**Written request:** Reproduce the following material exactly, including every line.

(Dataset rows)
>>>>
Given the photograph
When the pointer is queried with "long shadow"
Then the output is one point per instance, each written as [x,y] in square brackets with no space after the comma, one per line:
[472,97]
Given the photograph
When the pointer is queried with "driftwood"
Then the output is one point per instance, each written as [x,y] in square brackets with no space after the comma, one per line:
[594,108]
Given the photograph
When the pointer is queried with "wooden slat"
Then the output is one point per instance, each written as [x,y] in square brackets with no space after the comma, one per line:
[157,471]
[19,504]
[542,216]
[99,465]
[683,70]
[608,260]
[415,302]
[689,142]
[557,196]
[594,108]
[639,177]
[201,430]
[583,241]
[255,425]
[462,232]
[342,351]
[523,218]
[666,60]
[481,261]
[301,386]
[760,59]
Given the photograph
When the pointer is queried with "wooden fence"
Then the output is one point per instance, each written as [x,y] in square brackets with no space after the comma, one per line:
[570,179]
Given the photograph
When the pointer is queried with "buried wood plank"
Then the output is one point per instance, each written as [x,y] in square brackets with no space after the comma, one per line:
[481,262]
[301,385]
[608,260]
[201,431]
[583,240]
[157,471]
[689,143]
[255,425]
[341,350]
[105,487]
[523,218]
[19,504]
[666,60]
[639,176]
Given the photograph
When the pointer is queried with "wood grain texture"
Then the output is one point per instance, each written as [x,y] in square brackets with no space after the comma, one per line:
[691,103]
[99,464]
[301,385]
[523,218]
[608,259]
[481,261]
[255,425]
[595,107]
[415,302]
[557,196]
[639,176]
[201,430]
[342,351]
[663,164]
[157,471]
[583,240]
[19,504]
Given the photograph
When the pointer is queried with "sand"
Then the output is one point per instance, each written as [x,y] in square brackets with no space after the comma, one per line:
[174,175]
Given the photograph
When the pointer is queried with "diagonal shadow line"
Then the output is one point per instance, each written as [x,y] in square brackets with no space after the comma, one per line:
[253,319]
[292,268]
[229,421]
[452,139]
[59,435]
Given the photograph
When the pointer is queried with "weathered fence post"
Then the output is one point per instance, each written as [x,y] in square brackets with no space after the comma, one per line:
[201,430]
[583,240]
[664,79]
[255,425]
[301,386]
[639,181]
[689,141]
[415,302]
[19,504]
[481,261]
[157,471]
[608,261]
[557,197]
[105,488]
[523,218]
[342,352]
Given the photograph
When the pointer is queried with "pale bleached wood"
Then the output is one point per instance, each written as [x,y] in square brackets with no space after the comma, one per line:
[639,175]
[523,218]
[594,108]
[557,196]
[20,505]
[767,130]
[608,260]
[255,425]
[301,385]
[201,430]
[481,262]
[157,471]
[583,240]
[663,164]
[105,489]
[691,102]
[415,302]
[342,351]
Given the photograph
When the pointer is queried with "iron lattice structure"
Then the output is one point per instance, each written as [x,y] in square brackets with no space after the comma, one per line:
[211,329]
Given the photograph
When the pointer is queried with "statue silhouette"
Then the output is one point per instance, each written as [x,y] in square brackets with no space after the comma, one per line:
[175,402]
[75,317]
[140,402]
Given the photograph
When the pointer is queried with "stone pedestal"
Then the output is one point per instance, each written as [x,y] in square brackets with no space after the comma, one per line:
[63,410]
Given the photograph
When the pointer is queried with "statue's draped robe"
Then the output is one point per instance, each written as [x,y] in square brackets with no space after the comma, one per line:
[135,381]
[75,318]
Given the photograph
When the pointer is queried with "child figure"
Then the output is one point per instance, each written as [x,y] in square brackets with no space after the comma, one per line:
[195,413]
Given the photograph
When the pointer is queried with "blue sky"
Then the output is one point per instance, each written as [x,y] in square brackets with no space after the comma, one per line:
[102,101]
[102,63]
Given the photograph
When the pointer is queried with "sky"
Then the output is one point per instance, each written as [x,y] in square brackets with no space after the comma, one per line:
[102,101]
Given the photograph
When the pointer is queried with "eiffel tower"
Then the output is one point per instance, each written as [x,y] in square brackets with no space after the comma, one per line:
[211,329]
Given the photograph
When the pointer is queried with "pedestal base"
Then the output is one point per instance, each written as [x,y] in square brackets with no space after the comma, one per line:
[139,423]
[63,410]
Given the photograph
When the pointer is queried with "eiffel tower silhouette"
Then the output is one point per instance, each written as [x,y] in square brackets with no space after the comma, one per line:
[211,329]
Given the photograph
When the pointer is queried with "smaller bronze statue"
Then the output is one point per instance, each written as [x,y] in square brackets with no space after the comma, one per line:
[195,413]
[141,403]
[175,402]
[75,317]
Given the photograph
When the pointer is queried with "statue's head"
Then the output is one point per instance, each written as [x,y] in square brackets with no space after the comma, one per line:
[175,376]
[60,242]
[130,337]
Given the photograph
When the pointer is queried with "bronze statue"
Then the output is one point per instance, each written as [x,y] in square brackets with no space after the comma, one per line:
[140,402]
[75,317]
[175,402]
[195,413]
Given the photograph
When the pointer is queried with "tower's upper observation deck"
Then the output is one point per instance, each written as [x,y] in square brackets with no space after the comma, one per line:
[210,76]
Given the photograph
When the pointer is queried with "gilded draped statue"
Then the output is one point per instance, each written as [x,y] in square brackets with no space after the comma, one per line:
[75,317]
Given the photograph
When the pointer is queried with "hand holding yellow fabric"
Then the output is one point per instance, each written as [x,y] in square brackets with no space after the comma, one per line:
<<<<
**Written answer:**
Given the photograph
When the pointer is queried with "long shadow"
Then the output is one point per instance, each written as [x,y] in square brackets with no space after the comma, one per line:
[472,97]
Given the photograph
When the pointer is queried with "driftwood"
Then the output is one point per instance, each written as [x,y] in square brackets with no space after the comma, one per line:
[594,108]
Given the photograph
When the pointer is queried with "wooden slat"
Then the output is one point per instance, each written as [x,y] in square brackets with no space after the comma, one per line:
[157,471]
[19,504]
[542,216]
[99,465]
[683,70]
[608,260]
[415,302]
[689,142]
[557,196]
[594,108]
[639,177]
[201,430]
[583,241]
[255,425]
[462,232]
[342,351]
[523,218]
[666,60]
[481,261]
[301,386]
[760,59]
Given the photograph
When the pointer is queried with "wooden fence"
Then the output is one point per instance, each written as [x,y] in square brackets with no space after the comma, one per line:
[570,179]
Given the photograph
When the pointer is queried with "buried wood plank"
Then the output is one point per instance, each written as [x,y] in square brackets with no space after the comma, one per line:
[481,262]
[301,385]
[608,260]
[201,431]
[583,240]
[157,471]
[689,143]
[255,425]
[341,350]
[105,487]
[523,218]
[19,504]
[666,60]
[639,176]
Given the photograph
When the pointer is queried with "wood grain texture"
Then the output is one point per instance, each written as [x,y] in square brackets with no space after the comma, one per line:
[691,103]
[99,464]
[301,385]
[523,218]
[608,259]
[481,261]
[255,425]
[595,107]
[415,302]
[557,196]
[639,176]
[201,430]
[342,351]
[663,164]
[157,471]
[583,240]
[19,504]
Given the photograph
When the pointer is queried with "sand"
Then the output is one point per instance, each written as [x,y] in square brackets with no space after the comma, one per line:
[174,175]
Given the photograph
When the pointer is queried with "diagonal shadow line"
Then the output is one point per instance, each written as [x,y] in square brackets with no space after the comma, one per line:
[253,319]
[292,268]
[229,421]
[452,139]
[59,435]
Given the photograph
When the pointer is queried with "weathered fence post"
Then the output is one point per instance, each written as [x,y] in square brackets with no space after the comma, one per line:
[201,430]
[583,240]
[664,79]
[255,425]
[301,386]
[639,181]
[689,141]
[415,302]
[19,504]
[481,261]
[157,471]
[608,261]
[557,197]
[105,488]
[523,218]
[342,352]
Given the photograph
When the pointer is queried with "pale bleached wood"
Then the output is one point per instance, each written as [x,y] in square brackets with no space after the comma, one per line:
[639,175]
[523,218]
[594,108]
[557,196]
[20,505]
[767,130]
[608,260]
[255,425]
[301,385]
[201,430]
[481,262]
[157,471]
[583,240]
[663,164]
[105,489]
[691,102]
[415,302]
[342,351]
Given the photograph
When the pointer is queried with "iron lattice structure"
Then the output is one point per instance, each written as [x,y] in square brackets with no space after the comma, one per line:
[211,329]
Given the photograph
When the pointer is queried with "statue silhouette"
Then the output is one point per instance, each written as [x,y] in square brackets with no space after the comma, one per line:
[175,402]
[75,317]
[140,402]
Given the photograph
When the pointer is queried with "stone pedestal"
Then the output is one point per instance, each written as [x,y] in square brackets with no space after the comma, one per line:
[63,410]
Given the photograph
When the pointer is queried with "statue's draped robe"
Then the output is one point per instance, each written as [x,y] in square brackets with no space after the comma, one per line:
[135,381]
[75,318]
Given the photograph
When the pointer is queried with "child figure"
Then the output is one point per instance, each written as [x,y] in square brackets with no space after the comma, one per line:
[195,413]
Given the photograph
When the pointer is queried with "blue sky"
Then the output is one point per instance, each written as [x,y] in square brackets with no space after the comma, one per line:
[102,101]
[102,63]
Given the photograph
When the pointer is queried with "sky"
Then the output is one point per instance, each written as [x,y] in square brackets with no space after the comma, one per line:
[102,101]
Given the photograph
When the pointer is queried with "eiffel tower"
Then the output is one point per instance, each written as [x,y] in square brackets with no space after the comma, one per line:
[211,329]
Given the photograph
When the pointer is queried with "pedestal base"
Then the output is one point per instance, each written as [x,y] in square brackets with no space after the comma, one per line:
[139,423]
[63,410]
Given the photograph
When the pointer is queried with "eiffel tower silhouette"
Then the output is one point per instance, each written as [x,y] in square brackets with no space after the comma, one per line:
[211,329]
Given the photograph
When the pointer is queried with "smaller bronze statue"
Then the output is one point per instance, each written as [x,y] in square brackets with no space after the comma, one per line:
[195,413]
[141,403]
[175,402]
[75,317]
Given the photograph
When the pointer is queried with "statue's head"
Then the output is one point per instance, each written as [x,y] in square brackets with no space after the comma, one per line:
[175,376]
[60,242]
[130,337]
Given the photograph
When the pointer is queried with "bronze statue"
Then the output is one point per instance, each written as [x,y] in square brackets with no space after the comma, one per line:
[140,402]
[75,317]
[175,402]
[195,413]
Given the photograph
When the pointer is queried with "tower's upper observation deck"
Then the output is one point per instance, each written as [x,y] in square brackets with no space after the comma, one per line:
[210,76]
Given the photograph
When the pointer is queried with "gilded draped statue"
Then the output is one point per instance, each written as [x,y] in square brackets with no space after the comma, one per line:
[75,317]
Given the photograph
When the pointer is queried with "hand holding yellow fabric"
Then the output is one point per instance, each written as [x,y] in square brackets with no space after the comma, one per line:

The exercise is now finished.